__Texto extraído__:
= = = =
Más decisiva aún ha sido seguramente, mal que pese a los socialistas pasados y presentes, la victoria mundial del modelo liberal, a consecuencia del hundimiento del comunismo. Asimismo, la democracia federalista a la americana suele ser imitada en otros países, empezando por la Unión Europea. Sirve de principio organizador de muchos sistemas de alianzas, entre ellos la OTAN, así como las Naciones Unidas. No se trata de negar aquí los defectos del sistema americano, sus hipocresías y sus desviaciones, pero el caso es que ni Asia ni África ni América Latina tienen muchas lecciones de democracia que darle. En cuanto a Europa, ella fue la que inventó las ideologías criminales del siglo. Ésa es la razón precisamente por la que los Estados Unidos tuvieron que intervenir en dos ocasiones en nuestro continente, con ocasión de las dos guerras mundiales. Y ese fracaso europeo es la causa de su situación actual de única superpotencia.

Pues la preponderancia de América se ha debido seguramente a sus cualidades propias, pero también a faltas cometidas por los demás, en particular por Europa. Aún recientemente, Francia reprochó a los Estados Unidos querer arrebatarle su influencia en África. Ahora bien, Francia tiene una enorme responsabilidad en la génesis del genocidio ruandés de 1994 y en la posterior descomposición del Zaire. Así, pues, se desacreditó sola y ese descrédito fue el que excavó el vacío que después colmó una presencia en aumento de los Estados Unidos. La propia Unión Europea apenas avanza hacia la consecución de un centro único de decisión diplomática y militar. Es un coro en el que cada uno de sus miembros se considera solista. ¿Cómo va a poder, sin unidad, hacer contrapeso a la eficacia de la política exterior americana, cuando resulta que, para esbozar la menor acción, debe lograr antes la unanimidad de sus quince miembros? ¿Y qué ocurrirá cuando sean veintisiete y más heterogéneos aún que ahora?
= = = =
Extractos de datos de señalamiento
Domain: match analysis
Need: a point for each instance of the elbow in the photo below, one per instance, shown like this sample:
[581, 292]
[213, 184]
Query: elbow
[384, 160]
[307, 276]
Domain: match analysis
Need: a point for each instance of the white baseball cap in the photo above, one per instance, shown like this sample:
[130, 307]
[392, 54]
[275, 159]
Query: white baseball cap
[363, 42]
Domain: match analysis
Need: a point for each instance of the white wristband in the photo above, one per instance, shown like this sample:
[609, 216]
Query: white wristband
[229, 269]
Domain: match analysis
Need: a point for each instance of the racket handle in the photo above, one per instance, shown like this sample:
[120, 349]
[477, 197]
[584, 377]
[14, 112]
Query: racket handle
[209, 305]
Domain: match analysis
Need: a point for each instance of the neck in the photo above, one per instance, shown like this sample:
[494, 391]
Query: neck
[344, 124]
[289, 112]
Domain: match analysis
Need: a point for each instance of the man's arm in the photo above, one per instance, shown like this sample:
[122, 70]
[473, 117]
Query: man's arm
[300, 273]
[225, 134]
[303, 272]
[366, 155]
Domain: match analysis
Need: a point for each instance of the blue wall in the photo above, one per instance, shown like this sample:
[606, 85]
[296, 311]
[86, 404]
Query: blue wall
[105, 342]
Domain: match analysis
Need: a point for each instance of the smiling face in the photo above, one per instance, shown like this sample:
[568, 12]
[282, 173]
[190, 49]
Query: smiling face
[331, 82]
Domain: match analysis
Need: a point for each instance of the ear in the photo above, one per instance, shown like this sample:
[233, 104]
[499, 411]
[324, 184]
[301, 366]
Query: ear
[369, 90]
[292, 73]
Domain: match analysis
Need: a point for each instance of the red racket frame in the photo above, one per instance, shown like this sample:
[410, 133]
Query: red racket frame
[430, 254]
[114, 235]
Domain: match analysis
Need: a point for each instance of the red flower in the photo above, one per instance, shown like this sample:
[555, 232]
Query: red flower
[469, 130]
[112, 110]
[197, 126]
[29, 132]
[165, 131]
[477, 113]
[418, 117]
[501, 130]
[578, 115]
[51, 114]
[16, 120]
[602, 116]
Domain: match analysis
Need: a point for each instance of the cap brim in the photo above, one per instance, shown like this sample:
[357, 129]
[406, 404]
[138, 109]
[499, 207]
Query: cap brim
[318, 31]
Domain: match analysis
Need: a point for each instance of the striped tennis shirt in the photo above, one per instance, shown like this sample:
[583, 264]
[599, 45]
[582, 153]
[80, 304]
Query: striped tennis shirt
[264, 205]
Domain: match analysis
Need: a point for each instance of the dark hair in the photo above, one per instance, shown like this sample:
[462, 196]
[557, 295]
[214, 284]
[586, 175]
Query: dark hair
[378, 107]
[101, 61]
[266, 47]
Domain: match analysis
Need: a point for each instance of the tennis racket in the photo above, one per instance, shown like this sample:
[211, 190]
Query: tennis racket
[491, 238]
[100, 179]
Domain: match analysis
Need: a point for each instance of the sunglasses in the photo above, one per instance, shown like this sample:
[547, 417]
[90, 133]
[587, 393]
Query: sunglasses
= = = =
__Por hacer__:
a: Según el texto sobre la preponderancia de Estados Unidos, ¿cuántos miembros tiene actualmente la Unión Europea?
b: Reanuda el texto sobre la preponderancia de Estados Unidos a partir de su última oración.

__Respuestas por tarea__:
a: Quince.

b:
Por una parte, la superpotencia americana es resultado exclusivo de la voluntad y la creatividad de los americanos y, por otra, se debe a los fallos acumulados por el resto del mundo: el fracaso del comunismo, el naufragio de África, las divisiones europeas, los retrasos democráticos de América Latina y de Asia.

Como la palabra superpotencia le parecía demasiado débil y trivial, Hubert Védrine, ministro de Asuntos Exteriores francés en el gobierno de la «izquierda plural», la substituyó en 1998 por el neologismo «hiperpotencia», más fuerte y adecuado, según él, para la hegemonía actual de los Estados Unidos en el mundo. No se ve demasiado bien en qué sentido, puesto que el prefijo griego «hiper» tiene el mismo sentido exactamente que el prefijo latino «super». Según el señor Védrine, define la posición dominante o predominante de un país en todas las categorías, incluidas «las actitudes, los conceptos, la lengua, las formas de vida». El prefijo «hiper», comentó el ministro, está considerado agresivo por los medios de comunicación americanos, pero, aun así, carece del menor carácter peyorativo. Simplemente, «no podemos aceptar un mundo políticamente unipolar y culturalmente uniforme, como tampoco el unilateralismo de una sola hiperpotencia». Argumentación contradictoria, pues, si la palabra hiperpotencia no es peyorativa, ¿por qué es inaceptable la realidad que designa? Lo sea o no, resulta innegable que existe. Y lo que falta a la reflexión europea, que dista de ser la única en este caso, es preguntarse por qué razón se ha instaurado. Sólo descubriendo e interpretando correctamente esas razones tendremos la posibilidad de propiciar los medios de contrapesar la preponderancia americana.

Los europeos, muy en particular, deberían forzarse a responder sobre sus propias responsabilidades en la génesis de esa preponderancia.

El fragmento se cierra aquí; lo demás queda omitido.